* 阅读材料 *
Python3 Scrapy框架安装与配置

本文介绍Scrapy框架的基本概念及安装步骤,并提供详细的项目文件说明,包括配置文件、模型文件、管道文件等内容,帮助读者快速上手。

摘要生成于 C知道 ,由 DeepSeek-R1 满血版支持, 前往体验 >

Scrapy框架简介:

    Scrapy是用Python实现的一个为了爬取网站数据、提取结构性数据而编写的应用框可以应用于数据挖掘,用户

只需要定制开发几个模块就可以轻松实现一个爬虫,它能使我们更好的完成爬虫任务。

Scrapy框架安装方法:

  1. 如果已经安装过pycharm,在控制台下(Ctrl + r   cmd)输入以下命令 

    conda install Scrapy

                                             

  2. 安装好后输入以下命令,如果结果如下图,即代表安装成功,否则,代表安装失败     

    scrapy

                                      

  3. 如果安装失败,需要进入这网站,里面是编译的各种库:http://www.lfd.uci.edu/~gohlke/pythonlibs/#lxml,然后找到下图文件并根据自己的python版本和电脑系统来选择自己需要的文件,                                          .

  4. 下载完后,运行如下命令安装wheel文件(这里以3.6版 32位文件为例,其他文件更换文件名即可),安装完成后,再使用第2步命令测试是否安装成功

    pip install wheel
    pip install lxml‑3.7.2‑cp35‑cp35m‑win32.whl
  5.  安装成功以后,再创建个项目试一下吧!首先创建用来存放项目的文件夹
  6.   移动到Scrapy文件夹下输入以下命令创建一个项目
    scrapy startproject baidu

      

  7. 创建项目成功以后可以使用tree查看文件结构                                                     

  8. 项目中主要包括以下文件                                                                                                                                                                     

    1. csrapy.fg :项目配置文件

      # Automatically created by: scrapy startproject
      #
      # For more information about the [deploy] section see:
      # https://scrapyd.readthedocs.io/en/latest/deploy.html
      
      [settings]
      default = baidu.settings
      
      [deploy]
      #url = http://localhost:6800/
      project = baidu
      

                                                                 

    2. items.py: 项目items文件 

      # -*- coding: utf-8 -*-
      
      # model模型
      # 在这定义你的爬虫程序的数据模型
      # Define here the models for your scraped items
      #
      # See documentation in:
      # https://doc.scrapy.org/en/latest/topics/items.html
      
      import scrapy
      
      
      class BaiduItem(scrapy.Item):
          # define the fields for your item here like:
          # name = scrapy.Field()

* 记录列表 *

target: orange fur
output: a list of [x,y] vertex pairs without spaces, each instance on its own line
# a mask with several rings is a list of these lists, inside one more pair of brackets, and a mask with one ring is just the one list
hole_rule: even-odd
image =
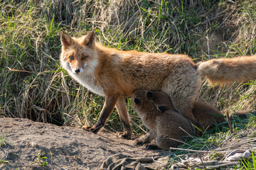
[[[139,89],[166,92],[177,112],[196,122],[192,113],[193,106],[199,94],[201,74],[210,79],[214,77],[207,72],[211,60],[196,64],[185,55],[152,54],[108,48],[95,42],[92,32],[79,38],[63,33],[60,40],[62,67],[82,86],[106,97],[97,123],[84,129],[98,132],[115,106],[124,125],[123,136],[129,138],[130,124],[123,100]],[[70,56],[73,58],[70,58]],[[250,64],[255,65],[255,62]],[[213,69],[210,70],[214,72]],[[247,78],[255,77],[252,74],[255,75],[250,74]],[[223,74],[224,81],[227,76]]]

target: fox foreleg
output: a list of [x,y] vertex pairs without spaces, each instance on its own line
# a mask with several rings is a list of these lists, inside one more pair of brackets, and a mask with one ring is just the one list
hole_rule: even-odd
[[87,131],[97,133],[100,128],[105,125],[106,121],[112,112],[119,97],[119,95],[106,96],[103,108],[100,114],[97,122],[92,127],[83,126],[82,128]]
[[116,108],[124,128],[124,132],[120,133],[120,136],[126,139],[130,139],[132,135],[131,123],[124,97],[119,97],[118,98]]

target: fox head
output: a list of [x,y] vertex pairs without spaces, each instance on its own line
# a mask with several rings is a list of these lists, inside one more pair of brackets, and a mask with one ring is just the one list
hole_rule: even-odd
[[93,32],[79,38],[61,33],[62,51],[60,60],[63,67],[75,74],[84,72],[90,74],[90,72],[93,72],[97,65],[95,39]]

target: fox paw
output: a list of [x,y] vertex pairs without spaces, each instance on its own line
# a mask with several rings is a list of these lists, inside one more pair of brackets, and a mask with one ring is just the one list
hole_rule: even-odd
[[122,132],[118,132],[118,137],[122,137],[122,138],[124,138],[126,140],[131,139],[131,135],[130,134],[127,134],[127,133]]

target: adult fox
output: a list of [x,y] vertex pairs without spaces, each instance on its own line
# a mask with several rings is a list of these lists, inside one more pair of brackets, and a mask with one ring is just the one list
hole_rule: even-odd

...

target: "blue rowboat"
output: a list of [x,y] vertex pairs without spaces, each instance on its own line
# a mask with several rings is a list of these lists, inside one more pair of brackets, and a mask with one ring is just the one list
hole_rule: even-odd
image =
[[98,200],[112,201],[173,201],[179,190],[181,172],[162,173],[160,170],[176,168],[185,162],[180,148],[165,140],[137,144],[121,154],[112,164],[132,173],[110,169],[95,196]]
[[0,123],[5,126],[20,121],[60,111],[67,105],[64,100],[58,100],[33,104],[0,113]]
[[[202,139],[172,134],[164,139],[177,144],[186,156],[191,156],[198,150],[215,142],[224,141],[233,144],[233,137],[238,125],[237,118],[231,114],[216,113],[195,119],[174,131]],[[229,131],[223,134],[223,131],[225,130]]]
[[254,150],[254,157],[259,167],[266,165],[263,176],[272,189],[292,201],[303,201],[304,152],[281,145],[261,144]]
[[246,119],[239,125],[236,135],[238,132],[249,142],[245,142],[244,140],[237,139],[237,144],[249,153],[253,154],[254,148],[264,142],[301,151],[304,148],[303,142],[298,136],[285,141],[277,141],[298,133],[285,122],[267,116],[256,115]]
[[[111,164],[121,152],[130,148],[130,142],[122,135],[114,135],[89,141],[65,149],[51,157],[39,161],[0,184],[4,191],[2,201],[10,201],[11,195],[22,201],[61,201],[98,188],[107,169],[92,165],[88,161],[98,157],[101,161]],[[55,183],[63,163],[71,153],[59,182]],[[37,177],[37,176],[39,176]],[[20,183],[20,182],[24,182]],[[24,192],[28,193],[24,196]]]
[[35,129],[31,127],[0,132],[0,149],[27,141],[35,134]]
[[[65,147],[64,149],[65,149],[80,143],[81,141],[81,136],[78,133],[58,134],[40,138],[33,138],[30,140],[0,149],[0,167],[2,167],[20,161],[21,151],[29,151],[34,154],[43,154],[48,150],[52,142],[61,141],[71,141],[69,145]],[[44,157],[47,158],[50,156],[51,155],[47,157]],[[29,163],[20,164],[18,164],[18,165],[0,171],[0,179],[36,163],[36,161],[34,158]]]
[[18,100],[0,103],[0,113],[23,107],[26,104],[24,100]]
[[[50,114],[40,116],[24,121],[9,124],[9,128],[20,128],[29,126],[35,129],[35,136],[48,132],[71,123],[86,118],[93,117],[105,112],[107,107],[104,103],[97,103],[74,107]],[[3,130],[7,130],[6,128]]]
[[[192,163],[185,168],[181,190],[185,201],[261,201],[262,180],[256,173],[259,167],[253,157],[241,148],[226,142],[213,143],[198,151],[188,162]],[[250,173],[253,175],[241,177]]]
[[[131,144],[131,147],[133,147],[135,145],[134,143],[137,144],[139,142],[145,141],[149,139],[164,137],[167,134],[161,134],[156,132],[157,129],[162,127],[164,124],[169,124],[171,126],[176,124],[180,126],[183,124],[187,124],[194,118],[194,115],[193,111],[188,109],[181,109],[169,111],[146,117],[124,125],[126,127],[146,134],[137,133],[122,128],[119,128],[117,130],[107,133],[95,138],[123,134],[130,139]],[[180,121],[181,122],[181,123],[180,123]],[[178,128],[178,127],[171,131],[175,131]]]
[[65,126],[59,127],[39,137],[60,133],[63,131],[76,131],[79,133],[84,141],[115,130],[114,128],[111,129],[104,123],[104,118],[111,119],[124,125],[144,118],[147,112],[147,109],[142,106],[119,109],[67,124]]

==

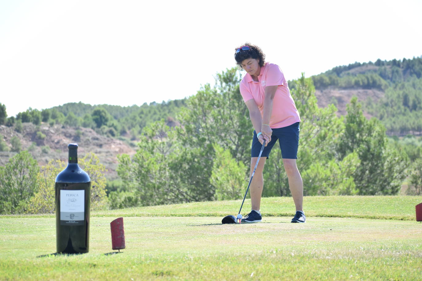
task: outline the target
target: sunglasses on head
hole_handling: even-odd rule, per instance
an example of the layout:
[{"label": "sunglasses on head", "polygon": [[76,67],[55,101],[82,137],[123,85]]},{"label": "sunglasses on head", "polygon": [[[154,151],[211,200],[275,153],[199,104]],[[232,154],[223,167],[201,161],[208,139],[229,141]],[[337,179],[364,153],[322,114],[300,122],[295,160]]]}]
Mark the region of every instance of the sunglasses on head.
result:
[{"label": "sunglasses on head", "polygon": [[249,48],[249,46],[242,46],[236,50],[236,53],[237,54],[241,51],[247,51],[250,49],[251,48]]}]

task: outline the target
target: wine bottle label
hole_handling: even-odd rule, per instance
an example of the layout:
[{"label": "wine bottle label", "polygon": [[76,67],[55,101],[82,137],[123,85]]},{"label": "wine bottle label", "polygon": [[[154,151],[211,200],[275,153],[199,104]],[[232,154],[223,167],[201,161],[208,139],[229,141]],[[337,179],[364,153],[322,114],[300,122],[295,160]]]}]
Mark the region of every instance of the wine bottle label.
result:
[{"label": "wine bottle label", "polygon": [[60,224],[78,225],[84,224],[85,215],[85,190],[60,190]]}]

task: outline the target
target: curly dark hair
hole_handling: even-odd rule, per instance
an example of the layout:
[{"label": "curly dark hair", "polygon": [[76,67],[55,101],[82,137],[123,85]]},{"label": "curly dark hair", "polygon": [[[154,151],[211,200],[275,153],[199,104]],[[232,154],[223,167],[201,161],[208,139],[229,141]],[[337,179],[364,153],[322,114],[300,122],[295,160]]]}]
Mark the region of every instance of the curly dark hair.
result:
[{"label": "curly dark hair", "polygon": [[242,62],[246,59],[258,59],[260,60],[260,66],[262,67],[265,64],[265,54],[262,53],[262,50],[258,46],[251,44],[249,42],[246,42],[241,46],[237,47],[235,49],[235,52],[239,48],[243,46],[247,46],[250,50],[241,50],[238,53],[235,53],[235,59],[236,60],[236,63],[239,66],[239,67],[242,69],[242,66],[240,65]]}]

* 练习要求 *
1. 统计记录中包含字符串“target”的行数,只写出这个数字。
2. 从介绍Scrapy框架安装与配置的文章最后一行之后接着写下去。

* 参考解答 *
1. 12

2.
          pass
      

                                                      

    3. pipelines.py: 项目管道文件

      # -*- coding: utf-8 -*-
      
      # Define your item pipelines here
      #
      # Don't forget to add your pipeline to the ITEM_PIPELINES setting
      # See: https://doc.scrapy.org/en/latest/topics/item-pipeline.html
      
      # 管道文件
      class BaiduPipeline(object):
          def process_item(self, item, spider):
              return item

       

    4. settings.py: 项目配置文件

      # -*- coding: utf-8 -*-
      
      # Scrapy settings for baidu project
      #
      # For simplicity, this file contains only settings considered important or
      # commonly used. You can find more settings consulting the documentation:
      #
      #     https://doc.scrapy.org/en/latest/topics/settings.html
      #     https://doc.scrapy.org/en/latest/topics/downloader-middleware.html
      #     https://doc.scrapy.org/en/latest/topics/spider-middleware.html
      
      BOT_NAME = 'baidu'
      
      # 爬虫所在地
      SPIDER_MODULES = ['baidu.spiders']
      NEWSPIDER_MODULE = 'baidu.spiders'
      
      
      # Crawl responsibly by identifying yourself (and your website) on the user-agent
      #USER_AGENT = 'baidu (+http://www.yourdomain.com)'
      
      # Obey robots.txt rules
      # 遵守爬虫协议
      # ROBOTSTXT_OBEY = False
      
      # Configure maximum concurrent requests performed by Scrapy (default: 16)
      # 最大请求并发量 默认16
      #CONCURRENT_REQUESTS = 32
      
      # Configure 配置 delay延迟  在请求同一个网站的时候的延迟时间
      # Configure a delay for requests for the same website (default: 0)
      # See https://doc.scrapy.org/en/latest/topics/settings.html#download-delay
      # See also autothrottle settings and docs
      #DOWNLOAD_DELAY = 3
      # The download delay setting will honor only one of:
      #CONCURRENT_REQUESTS_PER_DOMAIN = 16
      #CONCURRENT_REQUESTS_PER_IP = 16
      # cookies_enabled 是否使用cookie
      # Disable cookies (enabled by default)
      #COOKIES_ENABLED = False
      
      # Disable Telnet Console (enabled by default)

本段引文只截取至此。